What you should do.
Pick out each line in the rows below that contains the string "bounding", and copy those lines.

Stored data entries
-- Start --

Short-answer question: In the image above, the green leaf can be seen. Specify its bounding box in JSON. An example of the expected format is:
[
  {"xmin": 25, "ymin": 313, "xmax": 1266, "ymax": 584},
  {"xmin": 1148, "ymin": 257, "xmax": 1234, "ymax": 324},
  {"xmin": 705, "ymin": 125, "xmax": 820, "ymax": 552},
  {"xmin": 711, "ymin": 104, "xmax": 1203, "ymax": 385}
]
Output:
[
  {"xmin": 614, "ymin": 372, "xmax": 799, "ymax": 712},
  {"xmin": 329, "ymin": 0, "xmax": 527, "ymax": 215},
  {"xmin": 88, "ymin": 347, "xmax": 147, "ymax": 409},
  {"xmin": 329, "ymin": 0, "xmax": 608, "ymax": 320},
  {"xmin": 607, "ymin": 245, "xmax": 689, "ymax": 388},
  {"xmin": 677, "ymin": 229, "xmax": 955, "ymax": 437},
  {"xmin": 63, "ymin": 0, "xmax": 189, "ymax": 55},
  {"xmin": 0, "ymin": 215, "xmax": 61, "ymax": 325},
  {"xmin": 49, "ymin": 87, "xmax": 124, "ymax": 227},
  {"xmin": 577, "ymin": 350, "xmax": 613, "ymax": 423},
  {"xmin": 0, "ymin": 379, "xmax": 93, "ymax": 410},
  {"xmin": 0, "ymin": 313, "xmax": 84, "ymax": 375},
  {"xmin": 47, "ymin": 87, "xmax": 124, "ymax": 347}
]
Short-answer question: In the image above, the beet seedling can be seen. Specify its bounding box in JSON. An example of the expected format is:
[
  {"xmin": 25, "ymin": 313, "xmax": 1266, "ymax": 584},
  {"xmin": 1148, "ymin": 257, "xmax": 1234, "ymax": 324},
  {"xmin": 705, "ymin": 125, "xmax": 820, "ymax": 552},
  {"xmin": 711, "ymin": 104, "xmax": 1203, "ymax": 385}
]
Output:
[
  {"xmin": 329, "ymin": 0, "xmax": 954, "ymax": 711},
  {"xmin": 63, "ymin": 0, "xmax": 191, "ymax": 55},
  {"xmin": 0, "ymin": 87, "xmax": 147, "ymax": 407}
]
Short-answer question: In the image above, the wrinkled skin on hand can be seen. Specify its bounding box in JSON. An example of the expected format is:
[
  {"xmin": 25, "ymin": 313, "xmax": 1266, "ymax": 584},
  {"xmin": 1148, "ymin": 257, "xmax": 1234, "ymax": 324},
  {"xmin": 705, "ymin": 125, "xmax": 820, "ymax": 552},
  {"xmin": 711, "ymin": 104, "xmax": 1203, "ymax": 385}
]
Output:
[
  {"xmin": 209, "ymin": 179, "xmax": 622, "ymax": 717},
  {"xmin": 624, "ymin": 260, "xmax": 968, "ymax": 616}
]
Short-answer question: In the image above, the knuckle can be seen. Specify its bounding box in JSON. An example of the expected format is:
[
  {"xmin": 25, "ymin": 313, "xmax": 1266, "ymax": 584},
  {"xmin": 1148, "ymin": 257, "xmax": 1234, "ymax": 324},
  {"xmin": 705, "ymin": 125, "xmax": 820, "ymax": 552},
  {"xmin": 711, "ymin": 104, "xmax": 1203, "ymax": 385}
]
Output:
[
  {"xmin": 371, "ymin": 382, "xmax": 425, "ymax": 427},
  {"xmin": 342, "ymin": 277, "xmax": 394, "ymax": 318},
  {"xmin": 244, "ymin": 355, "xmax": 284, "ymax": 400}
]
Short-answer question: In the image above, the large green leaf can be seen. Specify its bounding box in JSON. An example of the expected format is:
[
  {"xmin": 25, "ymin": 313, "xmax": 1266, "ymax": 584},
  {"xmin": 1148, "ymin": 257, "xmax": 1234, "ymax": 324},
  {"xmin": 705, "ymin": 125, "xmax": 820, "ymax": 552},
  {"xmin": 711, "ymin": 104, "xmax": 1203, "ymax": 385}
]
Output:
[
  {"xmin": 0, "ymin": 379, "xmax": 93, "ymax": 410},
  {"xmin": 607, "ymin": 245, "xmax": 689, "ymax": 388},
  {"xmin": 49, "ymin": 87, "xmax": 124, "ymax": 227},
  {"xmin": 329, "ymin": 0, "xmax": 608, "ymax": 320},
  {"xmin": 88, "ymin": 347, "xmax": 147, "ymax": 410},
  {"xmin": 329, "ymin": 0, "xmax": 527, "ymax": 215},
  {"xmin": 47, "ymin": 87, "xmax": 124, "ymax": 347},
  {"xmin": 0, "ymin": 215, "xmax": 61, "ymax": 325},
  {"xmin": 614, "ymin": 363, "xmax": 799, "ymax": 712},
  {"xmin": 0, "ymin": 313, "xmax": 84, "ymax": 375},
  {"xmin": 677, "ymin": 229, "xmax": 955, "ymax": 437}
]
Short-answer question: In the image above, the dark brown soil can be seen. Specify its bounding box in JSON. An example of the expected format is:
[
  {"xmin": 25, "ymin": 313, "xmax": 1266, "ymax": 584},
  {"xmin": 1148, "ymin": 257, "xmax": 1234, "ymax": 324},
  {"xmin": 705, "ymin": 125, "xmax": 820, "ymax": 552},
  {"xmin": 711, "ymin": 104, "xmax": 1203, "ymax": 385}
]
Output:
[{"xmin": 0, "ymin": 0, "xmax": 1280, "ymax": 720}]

-- End --

Right answer.
Short-answer question: In the image above, the green leaf can be seen. Specify its bounding box in JSON. An example of the expected format is:
Short-answer question: In the image above, the beet seedling can be seen. Specify its bounding box in JSON. An example of the expected format is:
Short-answer question: In the image above, the wrinkled skin on hand can be seen. Specify its bounding box in JSON. An example of the expected format is:
Short-answer question: In the image above, the knuckle can be seen. Specify its bounding box in JSON. An example of the expected format is:
Short-answer question: In the image above, the large green leaf can be seen. Specify its bounding box in JSON. An example of the expected format is:
Short-answer question: In the image above, the dark brown soil can be seen. Specify its bounding box in JSON. An example of the expected format is:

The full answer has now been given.